### EXERCISE
Write out the data exactly, every line included.

[Saved entries]

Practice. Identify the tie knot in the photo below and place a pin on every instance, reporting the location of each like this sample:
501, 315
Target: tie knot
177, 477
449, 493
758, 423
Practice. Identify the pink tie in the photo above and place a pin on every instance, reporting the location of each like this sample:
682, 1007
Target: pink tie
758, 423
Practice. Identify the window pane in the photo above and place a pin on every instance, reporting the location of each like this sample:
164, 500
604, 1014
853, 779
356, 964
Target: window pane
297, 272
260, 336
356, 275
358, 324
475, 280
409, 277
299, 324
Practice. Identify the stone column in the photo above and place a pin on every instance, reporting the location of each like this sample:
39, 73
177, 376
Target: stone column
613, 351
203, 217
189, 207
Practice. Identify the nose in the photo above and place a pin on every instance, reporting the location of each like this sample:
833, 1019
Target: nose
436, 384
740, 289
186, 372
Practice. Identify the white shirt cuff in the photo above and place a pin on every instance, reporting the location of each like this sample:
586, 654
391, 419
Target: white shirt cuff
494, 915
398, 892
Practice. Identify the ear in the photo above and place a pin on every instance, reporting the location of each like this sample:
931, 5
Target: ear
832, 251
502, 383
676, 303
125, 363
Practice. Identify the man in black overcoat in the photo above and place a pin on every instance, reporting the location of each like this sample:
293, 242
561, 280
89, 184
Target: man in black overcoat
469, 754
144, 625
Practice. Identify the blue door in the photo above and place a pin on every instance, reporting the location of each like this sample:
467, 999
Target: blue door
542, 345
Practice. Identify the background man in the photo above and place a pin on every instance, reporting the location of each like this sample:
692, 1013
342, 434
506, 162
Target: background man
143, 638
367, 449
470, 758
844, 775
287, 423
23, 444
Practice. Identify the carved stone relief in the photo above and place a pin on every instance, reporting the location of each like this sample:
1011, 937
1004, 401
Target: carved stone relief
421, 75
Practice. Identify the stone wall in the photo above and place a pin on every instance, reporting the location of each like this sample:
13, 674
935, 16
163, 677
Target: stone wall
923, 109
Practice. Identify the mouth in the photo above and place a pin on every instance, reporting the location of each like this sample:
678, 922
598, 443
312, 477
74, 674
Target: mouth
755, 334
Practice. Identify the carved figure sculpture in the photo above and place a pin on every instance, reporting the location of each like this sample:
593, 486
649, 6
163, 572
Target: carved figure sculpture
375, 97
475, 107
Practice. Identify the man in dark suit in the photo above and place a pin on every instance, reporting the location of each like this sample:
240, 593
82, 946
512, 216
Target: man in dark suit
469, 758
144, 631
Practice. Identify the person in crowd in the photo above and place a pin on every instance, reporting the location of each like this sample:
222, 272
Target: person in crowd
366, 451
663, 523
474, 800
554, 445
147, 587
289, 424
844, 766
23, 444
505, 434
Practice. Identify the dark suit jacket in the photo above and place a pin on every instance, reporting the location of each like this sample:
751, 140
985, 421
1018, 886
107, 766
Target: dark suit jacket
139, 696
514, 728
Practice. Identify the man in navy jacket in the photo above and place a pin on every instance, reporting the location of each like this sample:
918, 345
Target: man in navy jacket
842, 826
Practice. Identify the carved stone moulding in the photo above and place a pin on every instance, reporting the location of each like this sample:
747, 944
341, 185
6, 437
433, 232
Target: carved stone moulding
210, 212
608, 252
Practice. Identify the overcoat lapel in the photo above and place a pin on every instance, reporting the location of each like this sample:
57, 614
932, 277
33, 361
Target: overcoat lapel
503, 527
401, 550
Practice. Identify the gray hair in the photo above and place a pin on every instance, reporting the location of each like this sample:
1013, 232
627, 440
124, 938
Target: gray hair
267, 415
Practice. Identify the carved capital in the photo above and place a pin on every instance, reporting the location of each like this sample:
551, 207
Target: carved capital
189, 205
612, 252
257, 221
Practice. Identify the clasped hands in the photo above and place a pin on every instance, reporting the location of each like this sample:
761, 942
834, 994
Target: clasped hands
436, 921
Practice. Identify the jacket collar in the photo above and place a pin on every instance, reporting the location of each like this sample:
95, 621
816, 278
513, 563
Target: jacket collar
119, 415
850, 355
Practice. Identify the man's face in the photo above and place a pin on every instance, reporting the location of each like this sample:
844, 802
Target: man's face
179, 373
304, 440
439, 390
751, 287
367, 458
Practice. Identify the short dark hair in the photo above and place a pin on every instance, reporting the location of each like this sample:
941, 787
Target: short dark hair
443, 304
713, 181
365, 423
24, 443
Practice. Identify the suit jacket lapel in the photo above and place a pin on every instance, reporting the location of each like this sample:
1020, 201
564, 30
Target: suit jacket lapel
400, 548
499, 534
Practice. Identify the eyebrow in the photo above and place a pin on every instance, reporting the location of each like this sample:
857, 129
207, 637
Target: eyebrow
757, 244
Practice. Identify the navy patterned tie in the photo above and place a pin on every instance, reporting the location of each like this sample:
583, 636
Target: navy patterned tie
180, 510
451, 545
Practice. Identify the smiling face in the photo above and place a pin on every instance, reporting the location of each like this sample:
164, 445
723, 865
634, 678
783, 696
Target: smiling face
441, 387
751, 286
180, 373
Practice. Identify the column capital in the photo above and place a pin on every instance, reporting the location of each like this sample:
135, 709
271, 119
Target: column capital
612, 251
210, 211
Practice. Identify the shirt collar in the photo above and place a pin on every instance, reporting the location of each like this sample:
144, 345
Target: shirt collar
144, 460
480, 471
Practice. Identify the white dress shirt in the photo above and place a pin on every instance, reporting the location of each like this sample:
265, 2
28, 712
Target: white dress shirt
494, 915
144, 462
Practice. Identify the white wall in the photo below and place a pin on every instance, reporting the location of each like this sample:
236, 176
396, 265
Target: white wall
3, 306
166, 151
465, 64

### WRITTEN RESPONSE
Practice. Identify the tie knot in the photo below and place a pin on every instance, reporting the location of each like this sample:
501, 315
Target: tie knot
177, 477
449, 493
758, 423
Practice. Identify the pink tie in the photo above and place a pin on every instance, reporting the location of each like this sample:
682, 1007
Target: pink tie
758, 423
Practice. Identify the window pane in the photo above and place a pin on every instance, reporting the location of each like this sample:
164, 500
604, 1014
853, 779
356, 964
Target: window pane
297, 272
260, 336
356, 275
358, 324
475, 280
409, 277
299, 324
Practice. Identify the stone column in the photo above and place a pin on every instance, reporting the location of each like this sample:
39, 73
177, 376
Target: stone column
613, 351
203, 217
189, 207
Practice. Identify the nose in the photo above and place a pin on every instance, reporting the location of each like this sample:
833, 1019
Target: nose
436, 384
740, 289
186, 372
Practice. Identify the white shirt cuff in the photo above and place a pin on every instance, reporting the location of each like this sample:
586, 654
391, 419
Target: white shirt cuff
494, 915
398, 892
Practice. Identify the ear in the photo above and place a pin on every instance, reporting the location of each like this sample:
931, 5
Target: ear
832, 251
502, 383
676, 303
125, 363
Practice. Identify the man in black overcoat in the photo above and place a pin on every instance, reporting the location of each like this sample:
293, 242
561, 280
89, 184
Target: man in black overcoat
469, 754
144, 625
Practice. Identify the blue door in the photo above and place a pin on every instance, reporting the location of each like this sample:
467, 999
Target: blue door
542, 345
Practice. Identify the background man in the photo above and place a pin on every instance, reporting the location of each like this sample:
692, 1013
342, 434
506, 162
Target: background man
143, 638
367, 449
470, 758
844, 775
287, 423
23, 444
Practice. Identify the carved stone relief in the photo above and place a pin on every instance, reporting the location of each like this sample:
1011, 937
1004, 401
Target: carved stone relief
421, 75
Practice. Identify the stone wall in the photo above and place a pin on every instance, reporting the location of each like this sample:
13, 674
935, 16
163, 677
Target: stone wall
923, 109
Practice. Identify the mouth in the photo above and place a pin on every instance, reporting the location of each like this sample:
678, 922
598, 443
312, 477
74, 674
Target: mouth
755, 334
Practice. Identify the carved figure sculpture in the photo above and place a pin on every instance, reporting the location of each like this sample:
593, 486
649, 6
163, 572
Target: carved figure sculpture
375, 97
475, 107
Practice. Identify the man in dark suit in the photo above and place a pin on every instance, reporting the location of each like this sample:
240, 593
82, 946
512, 216
Target: man in dark suit
469, 758
144, 631
Practice. Identify the person in crowd in the photo above and place a pin on every instance, reporting the location of each like this sample:
222, 272
Target: person in crowd
366, 451
663, 523
474, 800
554, 445
147, 587
289, 424
844, 766
23, 444
505, 434
Practice. Identify the dark suit jacket in the photo above and place a pin on every instance, reporting the location of each like this sample:
751, 140
985, 421
1018, 886
107, 766
Target: dark suit jacket
139, 696
514, 728
Practice. Identify the man in navy jacket in the photo above and place a pin on every instance, reporting the location of each like this sample:
918, 345
Target: man in navy jacket
842, 826
Practice. Identify the carved stone moulding in the photo above and place a pin on every instance, reporting the location of each like this sample:
747, 944
341, 185
6, 437
433, 232
Target: carved stone moulding
210, 212
608, 252
Practice. Identify the overcoat lapel in the photo above and place a pin on every instance, reporting the location of each like this sample:
57, 614
932, 277
33, 361
Target: overcoat lapel
503, 527
401, 550
Practice. Identify the gray hair in the photo above and place a pin on every instance, reporting the location of each like this sample:
1013, 232
627, 440
124, 938
Target: gray hair
267, 415
Practice. Identify the carved capital in the photo above and place a pin on every instance, reporting the location of each like this sample:
551, 207
Target: carved capital
189, 205
612, 252
257, 221
Practice. Identify the clasped hands in the photo above and place a pin on every instance, reporting the location of each like this sample:
761, 942
834, 994
Target: clasped hands
436, 921
Practice. Identify the jacket collar in the photo above and place a pin on every instance, reporting the location of each like this sample:
95, 621
816, 278
513, 563
Target: jacket collar
119, 415
850, 355
Practice. Identify the man's face in the photo above and place a pin on every instance, reporting the location of each like this sample:
844, 802
Target: man's face
179, 373
304, 440
439, 390
751, 287
367, 458
Practice. Identify the short dark hair in the photo above and place a pin on every instance, reporting the location of each like this sample:
941, 787
Target: short dark hair
443, 304
713, 181
365, 423
24, 443
Practice. Identify the suit jacket lapel in the photo above and place a pin on every instance, reporting the location of each like this sample:
1020, 201
564, 30
Target: suit jacket lapel
400, 548
499, 534
Practice. Identify the eyebrow in the photo above and place a pin on every instance, reporting the location of each like this sample:
857, 129
207, 637
Target: eyebrow
757, 244
Practice. Identify the navy patterned tie in the photo above and place a pin on every instance, reporting the location of each like this sample:
583, 636
Target: navy patterned tie
180, 510
451, 545
Practice. Identify the smiling face in the photo above and place a pin on every instance, reporting the location of each like this sample:
164, 445
723, 865
634, 678
783, 696
Target: smiling face
441, 387
751, 286
180, 373
Practice. Identify the column capital in the photo above and place a pin on every instance, reporting the location of each like this sample:
135, 709
271, 119
Target: column capital
612, 251
210, 211
Practice. Identify the shirt collar in the photo above and place a pin on every instance, reporting the location of each like this sample:
144, 345
Target: shirt collar
144, 460
480, 471
Practice. Identify the white dress shirt in the photo above and place a pin on every instance, reporting the location of each like this sample:
265, 2
28, 712
Target: white dress shirt
494, 915
144, 462
Practice. Identify the white wall in the photo below and place a pin on every instance, reporting the location of each like this sample:
236, 176
396, 265
Target: white wall
3, 306
166, 151
465, 64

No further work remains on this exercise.